● Work to be completed: Copy out each line below containing the word "that". Case counts.

################

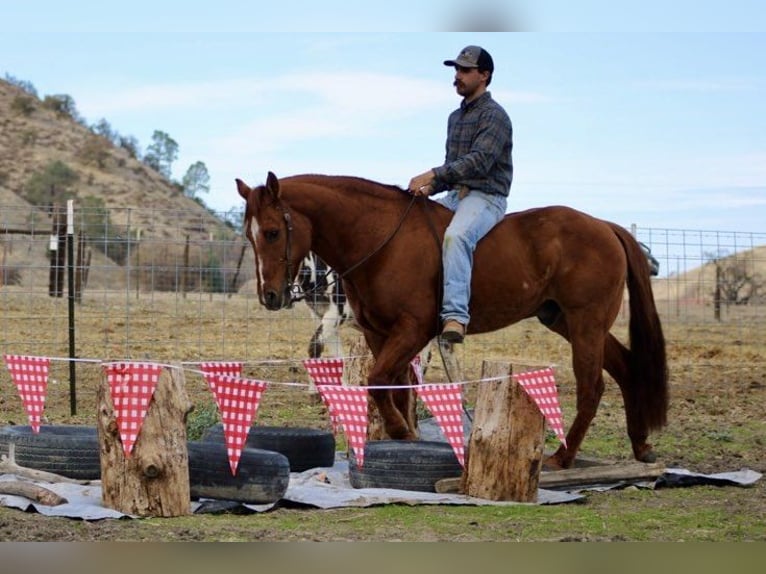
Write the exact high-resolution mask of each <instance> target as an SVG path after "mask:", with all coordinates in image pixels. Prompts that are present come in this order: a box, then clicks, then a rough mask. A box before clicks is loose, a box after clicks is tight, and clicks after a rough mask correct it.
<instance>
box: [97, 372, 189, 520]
mask: <svg viewBox="0 0 766 574" xmlns="http://www.w3.org/2000/svg"><path fill="white" fill-rule="evenodd" d="M191 409H192V403H191V401H190V400H189V397H188V395H187V393H186V386H185V379H184V374H183V370H182V369H181V368H180V367H177V368H171V369H163V372H162V374H161V376H160V378H159V381H158V382H157V388H156V389H155V391H154V395H153V397H152V400H151V401H150V402H149V407H148V409H147V412H146V418H145V419H144V422H143V425H142V427H141V432H140V433H139V435H138V438H137V440H136V442H135V444H134V445H133V451H132V452H131V453H130V455H129V456H126V455H125V453H124V450H123V445H122V441H121V439H120V432H119V428H118V426H117V419H116V417H115V412H114V404H113V402H112V398H111V393H110V391H109V383H108V381H107V377H106V375H104V376H103V378H102V381H101V384H100V386H99V390H98V436H99V444H100V456H101V491H102V500H103V503H104V506H106V507H109V508H113V509H115V510H118V511H120V512H124V513H126V514H132V515H135V516H159V517H171V516H184V515H189V514H191V494H190V486H189V459H188V452H187V446H186V441H187V438H186V418H187V416H188V414H189V412H191Z"/></svg>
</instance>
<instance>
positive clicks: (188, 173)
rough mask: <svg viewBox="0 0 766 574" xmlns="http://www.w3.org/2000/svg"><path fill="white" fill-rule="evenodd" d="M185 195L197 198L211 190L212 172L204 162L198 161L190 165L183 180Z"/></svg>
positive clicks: (190, 197)
mask: <svg viewBox="0 0 766 574" xmlns="http://www.w3.org/2000/svg"><path fill="white" fill-rule="evenodd" d="M181 186H182V187H183V191H184V195H185V196H186V197H190V198H191V199H197V198H198V197H199V195H200V194H201V193H209V192H210V174H209V173H208V172H207V166H206V165H205V163H204V162H201V161H198V162H195V163H193V164H192V165H190V166H189V169H187V170H186V174H185V175H184V177H183V179H182V180H181Z"/></svg>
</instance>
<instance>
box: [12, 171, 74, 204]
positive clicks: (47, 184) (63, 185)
mask: <svg viewBox="0 0 766 574" xmlns="http://www.w3.org/2000/svg"><path fill="white" fill-rule="evenodd" d="M79 179H80V176H79V175H78V174H77V172H76V171H74V170H73V169H72V168H71V167H69V166H68V165H66V164H65V163H63V162H62V161H59V160H56V161H52V162H50V163H49V164H47V165H46V166H45V167H44V168H43V170H42V171H38V172H35V173H33V174H32V175H31V176H30V177H29V179H28V180H27V182H26V184H25V185H24V189H23V195H24V198H25V199H26V200H27V201H29V202H30V203H32V204H34V205H50V204H51V203H52V202H53V201H54V200H56V201H60V202H62V201H65V200H66V199H71V198H72V197H74V195H75V194H74V190H73V189H72V187H73V186H74V184H75V183H77V181H78V180H79Z"/></svg>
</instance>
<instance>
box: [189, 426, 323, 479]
mask: <svg viewBox="0 0 766 574" xmlns="http://www.w3.org/2000/svg"><path fill="white" fill-rule="evenodd" d="M202 440H203V441H210V442H218V443H221V444H223V442H224V439H223V424H221V423H218V424H217V425H213V426H211V427H210V428H208V429H207V430H205V432H204V433H203V434H202ZM245 446H246V447H248V448H260V449H263V450H273V451H275V452H279V453H282V454H283V455H285V456H286V457H287V460H288V461H290V471H291V472H302V471H304V470H307V469H309V468H316V467H321V466H324V467H327V466H332V465H333V464H335V437H334V436H333V435H332V433H331V432H330V431H324V430H320V429H313V428H304V427H295V428H292V427H270V426H253V427H250V431H249V433H248V435H247V442H246V443H245Z"/></svg>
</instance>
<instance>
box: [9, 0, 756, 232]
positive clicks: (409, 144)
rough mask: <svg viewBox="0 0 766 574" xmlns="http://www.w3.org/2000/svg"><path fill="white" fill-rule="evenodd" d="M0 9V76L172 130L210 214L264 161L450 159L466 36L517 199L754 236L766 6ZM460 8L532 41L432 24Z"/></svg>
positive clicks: (503, 6)
mask: <svg viewBox="0 0 766 574" xmlns="http://www.w3.org/2000/svg"><path fill="white" fill-rule="evenodd" d="M13 4H14V5H9V6H4V7H3V14H2V28H3V34H2V35H0V74H3V75H5V74H6V73H7V74H10V75H12V76H14V77H15V78H18V79H21V80H27V81H30V82H31V83H32V84H34V86H35V87H36V88H37V90H38V92H39V94H40V95H41V97H42V96H44V95H49V94H69V95H70V96H72V97H73V99H74V100H75V102H76V105H77V109H78V111H79V112H80V114H81V115H82V116H83V117H84V118H85V119H86V120H87V121H88V123H95V122H96V121H98V120H100V119H101V118H104V119H106V120H107V121H108V122H109V123H110V124H111V125H112V127H113V128H114V129H115V130H117V131H118V132H119V133H120V134H122V135H132V136H135V137H136V138H137V139H138V140H139V142H140V144H141V149H142V150H144V149H145V148H146V146H147V145H148V144H149V143H151V136H152V133H153V132H154V130H162V131H164V132H166V133H168V134H169V135H170V136H171V137H172V138H173V139H174V140H175V141H176V142H178V144H179V152H180V153H179V157H178V159H177V161H176V162H175V165H174V173H173V175H174V177H175V178H176V179H179V180H180V179H181V177H182V176H183V174H184V172H185V171H186V169H187V168H188V167H189V166H190V165H191V164H192V163H194V162H196V161H203V162H204V163H205V165H206V166H207V168H208V171H209V173H210V176H211V191H210V193H209V194H208V195H205V196H203V197H202V199H203V200H204V201H205V202H206V204H208V205H209V206H210V207H212V208H213V209H217V210H227V209H229V208H231V207H234V206H238V205H239V197H238V196H237V193H236V189H235V186H234V178H235V177H240V178H242V179H245V180H246V181H248V182H249V183H253V184H257V183H261V182H263V181H264V180H265V177H266V173H267V171H268V170H272V171H274V172H275V173H276V174H277V175H278V176H286V175H291V174H296V173H306V172H316V173H335V174H349V175H358V176H362V177H367V178H370V179H375V180H379V181H382V182H385V183H394V184H398V185H401V186H406V184H407V182H408V181H409V178H410V177H411V176H413V175H415V174H417V173H420V172H422V171H424V170H426V169H428V168H429V167H432V166H435V165H438V164H440V163H441V162H442V160H443V155H444V139H445V134H446V119H447V115H448V114H449V112H450V111H451V110H452V109H454V108H455V107H457V105H458V104H459V97H458V96H457V95H456V93H455V91H454V88H453V87H452V79H453V71H452V70H451V69H450V68H448V67H445V66H443V65H442V61H443V60H444V59H447V58H452V57H454V56H456V55H457V53H458V52H459V51H460V49H461V48H462V47H463V46H465V45H467V44H479V45H482V46H484V47H485V48H486V49H487V50H489V51H490V52H491V53H492V55H493V57H494V59H495V65H496V70H495V76H494V79H493V81H492V85H491V86H490V90H491V91H492V93H493V96H494V97H495V99H497V100H498V101H499V102H500V103H502V104H503V105H504V106H505V108H506V110H507V111H508V113H509V115H510V116H511V119H512V121H513V126H514V164H515V170H516V171H515V180H514V184H513V188H512V190H511V197H510V201H509V209H511V210H521V209H526V208H528V207H532V206H538V205H548V204H566V205H570V206H572V207H575V208H578V209H582V210H584V211H587V212H589V213H592V214H594V215H597V216H599V217H604V218H607V219H611V220H613V221H616V222H617V223H620V224H623V225H626V226H628V225H630V224H633V223H635V224H637V225H639V226H640V227H654V228H672V229H712V230H724V231H727V230H728V231H752V232H762V231H764V230H766V229H765V228H766V225H765V224H764V222H765V221H766V113H764V112H765V110H766V105H765V104H764V102H766V64H764V62H765V61H764V56H763V54H766V31H764V28H766V18H764V16H765V15H766V8H764V7H762V3H760V2H738V1H736V0H734V1H732V2H727V3H726V4H723V3H717V2H710V3H704V2H703V3H700V2H687V1H684V0H681V1H678V2H673V3H663V2H656V3H655V2H652V1H648V2H644V3H642V8H634V7H633V8H625V7H621V6H619V4H620V3H611V4H610V3H604V2H588V1H584V2H576V3H572V2H569V3H567V2H563V1H561V2H559V1H550V2H538V3H537V4H538V5H533V3H531V2H527V1H520V0H516V1H515V2H514V1H511V2H506V3H502V4H501V3H496V2H494V1H492V0H483V1H482V0H476V1H474V2H472V3H467V2H462V1H461V2H451V1H450V0H446V1H442V2H436V1H433V2H430V1H424V2H412V1H410V2H399V1H398V0H389V1H388V2H386V3H382V4H381V5H380V6H377V5H373V6H366V7H365V6H363V3H359V2H357V3H344V2H326V3H316V2H293V3H290V2H286V3H282V6H280V7H279V8H276V9H275V8H270V7H268V6H265V5H264V6H262V5H261V4H263V3H254V2H248V3H245V2H233V1H230V0H221V1H219V2H216V3H207V2H205V3H202V2H198V3H195V2H190V1H187V2H160V1H159V0H158V1H155V2H146V1H145V0H136V1H133V2H131V3H121V4H119V5H116V4H115V7H110V6H111V3H107V2H98V3H97V2H88V1H82V2H78V3H75V4H70V5H66V4H62V3H60V2H50V1H34V0H31V1H28V2H25V3H21V2H17V3H13ZM22 4H23V5H22ZM612 4H618V6H612ZM664 4H672V5H671V6H664ZM200 5H201V6H200ZM211 5H212V7H211ZM724 6H725V8H724ZM335 8H343V10H342V11H340V12H342V14H343V17H342V18H338V16H337V14H338V13H339V12H338V10H334V9H335ZM469 20H470V21H471V22H473V21H478V22H479V23H480V24H481V23H484V25H487V24H488V23H491V24H493V25H497V26H499V27H501V28H502V27H504V28H505V29H510V28H513V29H515V30H522V31H524V33H510V32H506V33H474V32H471V33H466V32H443V31H439V30H453V29H459V28H460V27H461V26H465V25H468V24H463V23H464V22H468V21H469ZM391 29H394V30H400V31H398V32H390V31H386V30H391ZM314 30H320V31H314ZM321 30H332V31H327V32H323V31H321Z"/></svg>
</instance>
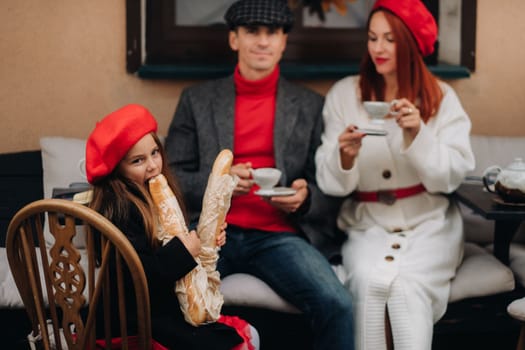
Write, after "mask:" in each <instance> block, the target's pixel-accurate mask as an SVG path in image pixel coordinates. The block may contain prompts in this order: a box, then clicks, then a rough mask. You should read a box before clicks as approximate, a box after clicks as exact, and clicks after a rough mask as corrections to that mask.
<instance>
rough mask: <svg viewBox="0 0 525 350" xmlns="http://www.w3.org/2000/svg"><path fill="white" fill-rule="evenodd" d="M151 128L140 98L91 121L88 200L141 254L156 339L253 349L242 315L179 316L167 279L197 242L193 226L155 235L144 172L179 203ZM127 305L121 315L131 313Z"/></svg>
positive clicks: (148, 178) (248, 328)
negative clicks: (237, 315)
mask: <svg viewBox="0 0 525 350" xmlns="http://www.w3.org/2000/svg"><path fill="white" fill-rule="evenodd" d="M156 131H157V122H156V121H155V119H154V118H153V116H152V115H151V113H150V112H149V111H148V110H147V109H146V108H144V107H142V106H140V105H127V106H124V107H122V108H120V109H118V110H116V111H114V112H113V113H111V114H109V115H108V116H106V117H105V118H104V119H102V120H101V121H100V122H98V123H97V125H96V127H95V129H94V130H93V132H92V133H91V134H90V136H89V138H88V140H87V144H86V175H87V179H88V181H89V182H90V183H91V184H92V185H93V198H92V201H91V202H90V207H91V208H93V209H95V210H97V211H98V212H100V213H101V214H102V215H104V216H106V217H107V218H108V219H109V220H110V221H112V222H113V223H114V224H115V225H116V226H117V227H118V228H119V229H120V230H121V231H122V232H124V234H125V235H126V236H127V238H128V239H129V240H130V242H131V244H132V245H133V247H134V248H135V250H136V251H137V253H138V255H139V257H140V259H141V261H142V265H143V267H144V271H145V273H146V277H147V279H148V287H149V291H150V304H151V323H152V334H153V338H154V339H155V340H156V341H157V342H160V343H161V344H162V345H164V346H167V347H168V348H170V349H225V350H226V349H233V348H235V349H236V350H241V349H242V350H247V349H254V347H253V346H252V344H251V343H250V341H249V340H250V338H251V337H252V335H256V332H255V329H253V328H250V327H249V325H248V324H247V323H246V322H245V321H243V320H240V319H238V318H232V317H228V316H222V318H221V319H219V321H220V322H221V323H210V324H206V325H203V326H200V327H193V326H191V325H190V324H189V323H187V322H186V321H185V319H184V316H183V314H182V311H181V309H180V305H179V302H178V300H177V297H176V295H175V292H174V285H175V281H177V280H178V279H180V278H182V277H183V276H185V275H186V274H187V273H189V272H190V271H191V270H192V269H193V268H194V267H195V266H196V265H197V263H196V261H195V258H196V257H197V256H198V255H199V253H200V249H201V242H200V239H199V237H198V236H197V234H196V233H195V231H191V232H189V234H187V235H180V236H177V237H174V238H172V239H171V240H170V241H169V242H167V243H166V244H165V245H162V244H160V242H159V240H158V239H157V230H158V222H159V221H160V220H159V218H158V214H157V212H156V210H155V205H154V204H153V201H152V198H151V195H150V193H149V191H148V182H149V180H151V179H152V178H154V177H156V176H157V175H159V174H163V175H164V176H165V177H166V179H168V183H169V185H170V187H171V189H172V190H173V192H174V193H175V195H176V197H177V198H178V199H179V202H180V206H181V207H182V208H184V206H183V203H182V202H181V201H180V198H181V191H180V189H179V188H178V187H177V186H176V184H175V181H174V180H173V178H172V177H171V176H170V174H169V170H168V167H167V166H166V164H167V163H166V161H165V154H164V150H163V148H162V145H161V143H160V141H159V138H158V137H157V135H156ZM225 226H226V225H225V224H224V225H223V230H222V232H221V233H220V234H219V235H218V237H217V242H216V243H217V245H218V246H223V245H224V243H225V240H226V232H225V231H224V229H225ZM127 290H129V291H130V292H131V291H132V288H127ZM126 300H133V298H132V297H129V296H128V297H127V298H126ZM131 312H132V310H129V311H128V316H129V317H130V318H131V319H133V315H129V314H130V313H131ZM225 323H227V324H232V325H234V326H235V327H236V328H237V329H238V332H237V331H236V329H235V328H232V327H230V326H227V325H226V324H225ZM254 342H256V341H254Z"/></svg>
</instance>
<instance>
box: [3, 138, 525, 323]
mask: <svg viewBox="0 0 525 350" xmlns="http://www.w3.org/2000/svg"><path fill="white" fill-rule="evenodd" d="M471 140H472V146H473V149H474V153H475V156H476V161H477V166H476V169H475V170H474V171H473V172H472V173H471V174H470V175H476V176H480V175H481V174H482V172H483V169H485V168H486V167H488V166H489V165H494V164H498V165H502V166H506V165H507V164H509V163H510V162H511V161H512V159H513V158H514V157H517V156H525V137H516V138H512V137H493V136H479V135H473V136H472V137H471ZM84 147H85V141H84V140H80V139H72V138H63V137H47V138H43V139H42V140H41V155H42V167H43V193H44V197H46V198H48V197H51V191H52V189H53V188H56V187H68V186H69V185H70V184H71V183H75V182H85V179H84V178H83V176H82V174H81V172H80V170H79V162H80V161H81V159H82V158H83V156H84ZM462 213H463V216H464V220H465V235H466V242H465V256H464V260H463V263H462V264H461V266H460V268H459V270H458V272H457V277H456V278H455V279H454V281H453V283H452V290H451V295H450V302H455V301H459V300H462V299H466V298H475V297H483V296H487V295H491V294H498V293H503V292H507V291H511V290H513V289H514V286H515V285H514V281H515V279H514V274H515V275H516V277H517V280H518V281H519V283H520V284H522V285H525V264H524V263H525V225H522V226H521V228H520V233H519V234H517V235H516V237H515V240H514V243H513V246H512V247H511V251H510V259H511V261H510V269H509V268H508V267H506V266H504V265H503V264H501V263H500V262H499V261H498V260H497V259H496V258H494V257H493V256H492V254H491V251H490V249H491V247H490V244H491V242H492V234H493V223H492V222H490V221H487V220H485V219H483V218H481V217H480V216H478V215H476V214H473V213H472V212H471V211H470V210H469V209H467V208H466V207H463V208H462ZM4 234H5V233H4ZM78 244H79V247H81V243H80V242H79V243H78ZM334 269H335V271H336V273H337V274H338V276H340V277H341V279H343V278H344V272H343V271H342V270H341V269H342V267H341V266H334ZM513 273H514V274H513ZM221 288H222V291H223V294H224V297H225V306H226V307H237V306H238V307H248V308H258V309H267V310H273V311H278V312H281V313H288V314H298V313H299V312H298V310H297V309H296V308H295V307H294V306H292V305H290V304H289V303H288V302H287V301H285V300H283V299H282V298H280V297H279V296H278V295H277V294H275V293H274V292H273V291H272V289H271V288H269V287H268V286H267V285H266V284H265V283H264V282H262V281H261V280H259V279H257V278H255V277H253V276H250V275H246V274H236V275H232V276H228V277H226V278H225V279H224V280H223V283H222V286H221ZM22 307H23V305H22V303H21V300H20V298H19V295H18V291H17V289H16V286H15V285H14V282H13V279H12V276H10V271H9V268H8V264H7V259H6V256H5V249H4V248H0V311H1V310H2V309H4V310H5V309H10V308H22Z"/></svg>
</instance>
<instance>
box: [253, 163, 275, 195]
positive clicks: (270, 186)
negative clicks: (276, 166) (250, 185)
mask: <svg viewBox="0 0 525 350" xmlns="http://www.w3.org/2000/svg"><path fill="white" fill-rule="evenodd" d="M252 176H253V180H254V181H255V183H256V184H257V185H259V187H260V188H261V189H263V190H269V189H271V188H273V187H274V186H275V185H277V183H278V182H279V179H280V178H281V171H280V170H279V169H276V168H258V169H252Z"/></svg>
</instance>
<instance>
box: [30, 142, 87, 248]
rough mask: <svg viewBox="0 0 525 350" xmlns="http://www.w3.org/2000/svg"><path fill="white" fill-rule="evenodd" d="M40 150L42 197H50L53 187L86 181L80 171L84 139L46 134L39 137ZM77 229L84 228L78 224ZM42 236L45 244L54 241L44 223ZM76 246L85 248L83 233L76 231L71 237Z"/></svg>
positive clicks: (82, 182)
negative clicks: (41, 181)
mask: <svg viewBox="0 0 525 350" xmlns="http://www.w3.org/2000/svg"><path fill="white" fill-rule="evenodd" d="M40 148H41V151H42V170H43V179H42V180H43V187H44V198H51V197H52V195H53V189H54V188H58V187H61V188H65V187H69V185H71V184H72V183H75V182H82V183H85V182H86V177H85V175H84V174H83V173H82V171H81V165H82V163H83V161H84V158H85V153H86V141H85V140H82V139H76V138H68V137H58V136H48V137H42V138H41V139H40ZM78 229H79V230H83V229H84V228H83V227H81V226H79V227H78ZM44 237H45V240H46V243H47V245H51V244H52V243H53V242H54V238H53V236H52V235H51V233H50V232H49V229H48V227H47V217H46V225H45V229H44ZM73 244H74V245H75V246H76V247H77V248H85V235H84V234H82V233H77V235H75V237H74V239H73Z"/></svg>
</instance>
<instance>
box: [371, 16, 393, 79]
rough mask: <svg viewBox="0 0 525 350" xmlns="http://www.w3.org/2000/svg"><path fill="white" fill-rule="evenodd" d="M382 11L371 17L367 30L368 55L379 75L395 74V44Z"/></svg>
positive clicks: (386, 21) (388, 27)
mask: <svg viewBox="0 0 525 350" xmlns="http://www.w3.org/2000/svg"><path fill="white" fill-rule="evenodd" d="M394 39H395V38H394V35H393V34H392V28H390V24H388V21H387V20H386V18H385V15H384V14H383V12H382V11H378V12H376V13H374V14H373V15H372V18H371V19H370V25H369V28H368V53H369V54H370V57H371V58H372V61H373V62H374V64H375V66H376V70H377V73H379V74H381V75H392V76H395V74H396V70H397V69H396V65H397V62H396V43H395V40H394Z"/></svg>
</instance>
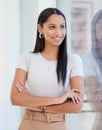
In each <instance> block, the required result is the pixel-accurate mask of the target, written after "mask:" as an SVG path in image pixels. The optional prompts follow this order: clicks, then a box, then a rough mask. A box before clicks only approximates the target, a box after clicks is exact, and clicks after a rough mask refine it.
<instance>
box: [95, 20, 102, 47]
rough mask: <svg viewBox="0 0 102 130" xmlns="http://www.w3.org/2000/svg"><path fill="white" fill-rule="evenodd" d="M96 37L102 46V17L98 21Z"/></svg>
mask: <svg viewBox="0 0 102 130" xmlns="http://www.w3.org/2000/svg"><path fill="white" fill-rule="evenodd" d="M96 37H97V41H98V43H99V44H101V46H102V18H101V19H99V20H98V22H97V23H96Z"/></svg>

################

● The completed task:
Write the exact high-resolution mask of each <instance> target as an SVG path after "mask:", with all coordinates in image pixels. Prompts that are present come in this order: a box, then clicks, then a rough mask. A box before clicks is loose, a box after clicks is tight, and clicks after a rough mask correct it.
Write, after "mask:" in each <instance> block, the target's pixel-accurate mask as an SVG path in image pixel coordinates. The block may contain prompts in this order: a box, then clicks, then a rough mask. You should read a box before clicks as approximate, a box after clicks as exact, and clicks after a rough mask as corrections to that mask.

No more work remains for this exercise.